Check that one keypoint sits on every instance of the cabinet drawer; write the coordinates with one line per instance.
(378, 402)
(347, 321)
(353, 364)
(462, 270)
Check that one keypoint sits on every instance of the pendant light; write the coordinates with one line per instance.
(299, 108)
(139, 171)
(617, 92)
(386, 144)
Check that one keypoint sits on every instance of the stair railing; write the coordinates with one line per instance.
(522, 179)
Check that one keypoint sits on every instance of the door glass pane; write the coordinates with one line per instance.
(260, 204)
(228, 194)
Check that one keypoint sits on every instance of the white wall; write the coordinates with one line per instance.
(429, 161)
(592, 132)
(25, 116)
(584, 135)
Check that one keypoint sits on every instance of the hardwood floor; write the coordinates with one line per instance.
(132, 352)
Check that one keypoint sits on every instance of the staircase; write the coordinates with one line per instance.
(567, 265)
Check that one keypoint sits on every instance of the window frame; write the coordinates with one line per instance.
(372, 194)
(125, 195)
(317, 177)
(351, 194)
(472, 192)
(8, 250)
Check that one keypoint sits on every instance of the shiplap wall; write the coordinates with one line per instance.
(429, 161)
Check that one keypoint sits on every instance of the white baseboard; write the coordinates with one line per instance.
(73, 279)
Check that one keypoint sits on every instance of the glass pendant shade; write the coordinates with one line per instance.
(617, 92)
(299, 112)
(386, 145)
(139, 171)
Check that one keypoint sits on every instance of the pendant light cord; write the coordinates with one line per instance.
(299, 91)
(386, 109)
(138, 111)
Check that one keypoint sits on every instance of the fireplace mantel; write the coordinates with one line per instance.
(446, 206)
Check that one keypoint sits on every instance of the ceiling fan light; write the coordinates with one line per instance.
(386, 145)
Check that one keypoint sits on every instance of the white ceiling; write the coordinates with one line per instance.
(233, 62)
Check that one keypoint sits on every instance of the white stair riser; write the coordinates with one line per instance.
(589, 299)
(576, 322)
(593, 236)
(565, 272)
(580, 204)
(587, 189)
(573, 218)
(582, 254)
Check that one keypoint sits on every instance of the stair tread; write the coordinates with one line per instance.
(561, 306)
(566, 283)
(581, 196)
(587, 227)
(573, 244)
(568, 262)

→ **Problem description**: Copy out the lines from the one containing "Check that one keypoint sits on every instance of the fireplace" through the final line, both ends included, keeping the requests, and shift every coordinate in the answers by -31.

→ **Solution to the exercise**:
Check that one keypoint sits on every instance of the fireplace mantel; write the coordinates with one line per instance.
(415, 175)
Check that one keypoint sits on every instance of the ceiling fan light; write the coordinates with one line per instance.
(355, 114)
Check that one keypoint sits on every instance of the white ceiling; write the coordinates with one line per instance.
(202, 31)
Check that one keypoint sits on every instance of the white stair riser; write the coordinates with one line per instance.
(558, 268)
(545, 291)
(562, 205)
(534, 241)
(549, 173)
(556, 158)
(542, 187)
(551, 223)
Check that one keypoint sits on every instance of the stair tread; write the coordinates with one line per instance.
(530, 275)
(535, 252)
(550, 165)
(556, 196)
(542, 213)
(537, 231)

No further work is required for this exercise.